(Beginning of TEXT SEGMENT)

Personal information
- National team: China
- Born: 4 August 2004 (age 22) Wenzhou, Zhejiang, China
- Height: 1.90 m (6 ft 3 in)

Sport
- Sport: Swimming
- Strokes: Freestyle
- Club: Zhejiang Province Swim Team
- Coach: Zheng Kunliang

Medal record
Men's swimming
Representing China
| Event | 1st | 2nd | 3rd |
| Olympic Games | 2 | 1 | 0 |
| World Championships (LC) | 4 | 2 | 0 |
| Asian Games | 7 | 3 | 1 |
| Total | 13 | 6 | 1 |
Olympic Games
| Gold medal – first place | 2024 Paris | 100 m freestyle |
| Gold medal – first place | 2024 Paris | 4×100 m medley |
| Silver medal – second place | 2024 Paris | 4×100 m mixed medley |
World Championships (LC)
| Gold medal – first place | 2024 Doha | 100 m freestyle |
| Gold medal – first place | 2024 Doha | 4×100 m freestyle |
| Gold medal – first place | 2024 Doha | 4×200 m freestyle |
| Gold medal – first place | 2024 Doha | 4×100 m mixed freestyle |
| Silver medal – second place | 2023 Fukuoka | 4×100 m medley |
| Silver medal – second place | 2025 Singapore | 4×200 m freestyle |
Asian Games
| Gold medal – first place | 2022 Hangzhou | 100 m freestyle |
| Gold medal – first place | 2022 Hangzhou | 4 × 100 m freestyle relay |
| Gold medal – first place | 2022 Hangzhou | 4 × 100 m medley relay |
| Gold medal – first place | 2026 Aichi–Nagoya | 100 m freestyle |
| Gold medal – first place | 2026 Aichi–Nagoya | 4×100 m freestyle |
| Gold medal – first place | 2026 Aichi–Nagoya | 4×100 m medley |
| Gold medal – first place | 2026 Aichi–Nagoya | 4×200 m freestyle |
| Silver medal – second place | 2022 Hangzhou | 200 m freestyle |
| Silver medal – second place | 2022 Hangzhou | 400 m freestyle |
| Silver medal – second place | 2022 Hangzhou | 4 × 200 m freestyle relay |
| Bronze medal – third place | 2022 Hangzhou | 50 m freestyle |

= Pan Zhanle =

Chinese swimmer (born 2004)

Pan Zhanle (潘展乐, born 4 August 2004) is a Chinese freestyle swimmer, Olympic champion, and current world record holder of the 100 metre freestyle event. In 2023, Pan became the first swimmer in history to have all three achievements of reaching sub-22 seconds in the 50 metre freestyle, sub-47 seconds in the 100 metre freestyle, and sub-1:45 in the 200 metre freestyle. At the 2024 Summer Olympics, he won gold in the 100 metre freestyle, breaking his own world record in the process.

==Career==

=== Early career ===
In 2019 at 15 years old, Pan made his first major competition debut at the 2019 Chinese Summer LC Swimming Championships. He competed in the 1500 metre freestyle, winning with a time of 15:33.48.

At the 2020 Chinese Olympic Team Trials, Pan placed second in the finals of the 100 metre freestyle with a time of 48.74 seconds, finishing just 0.03 seconds behind He Junyi. He also competed in the 200 and 400 metre freestyle events.

In 2021, Pan competed at the Chinese Summer Nationals and National Games of China. In both competitions, he competed in the 50, 100, and 400 metre freestyle events. At the National Games, he finished third in the 100 metre freestyle with a personal best time of 48.59 seconds.

(End of TEXT SEGMENT)

PROBLEM DETAILS: Extract the part of the Pan Zhanle text from "Chinese swimmer (born" up to and including "in the process.", word for word.

(Beginning of EXTRACTED RECORDS)

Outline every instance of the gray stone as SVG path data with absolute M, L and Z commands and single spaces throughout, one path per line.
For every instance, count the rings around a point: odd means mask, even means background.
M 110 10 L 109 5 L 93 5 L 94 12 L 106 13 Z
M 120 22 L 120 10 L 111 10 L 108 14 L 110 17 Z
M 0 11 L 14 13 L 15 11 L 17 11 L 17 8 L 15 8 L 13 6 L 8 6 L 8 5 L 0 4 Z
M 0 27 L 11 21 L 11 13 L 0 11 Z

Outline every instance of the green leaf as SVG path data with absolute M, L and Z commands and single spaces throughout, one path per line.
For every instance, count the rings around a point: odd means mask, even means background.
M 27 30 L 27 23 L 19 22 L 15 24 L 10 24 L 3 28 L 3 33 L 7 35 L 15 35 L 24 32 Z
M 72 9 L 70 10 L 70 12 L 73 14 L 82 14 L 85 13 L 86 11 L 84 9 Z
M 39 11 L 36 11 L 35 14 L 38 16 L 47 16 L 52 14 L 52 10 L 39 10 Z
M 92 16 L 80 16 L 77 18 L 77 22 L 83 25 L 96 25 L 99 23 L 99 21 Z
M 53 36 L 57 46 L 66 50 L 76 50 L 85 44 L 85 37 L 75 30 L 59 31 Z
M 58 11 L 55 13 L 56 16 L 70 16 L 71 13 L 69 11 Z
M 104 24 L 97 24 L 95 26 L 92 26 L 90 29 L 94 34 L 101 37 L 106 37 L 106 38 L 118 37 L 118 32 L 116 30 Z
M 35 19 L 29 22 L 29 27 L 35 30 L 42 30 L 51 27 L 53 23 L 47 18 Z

(End of EXTRACTED RECORDS)

EXERCISE RESPONSE:
Chinese swimmer (born 2004)

Pan Zhanle (潘展乐, born 4 August 2004) is a Chinese freestyle swimmer, Olympic champion, and current world record holder of the 100 metre freestyle event. In 2023, Pan became the first swimmer in history to have all three achievements of reaching sub-22 seconds in the 50 metre freestyle, sub-47 seconds in the 100 metre freestyle, and sub-1:45 in the 200 metre freestyle. At the 2024 Summer Olympics, he won gold in the 100 metre freestyle, breaking his own world record in the process.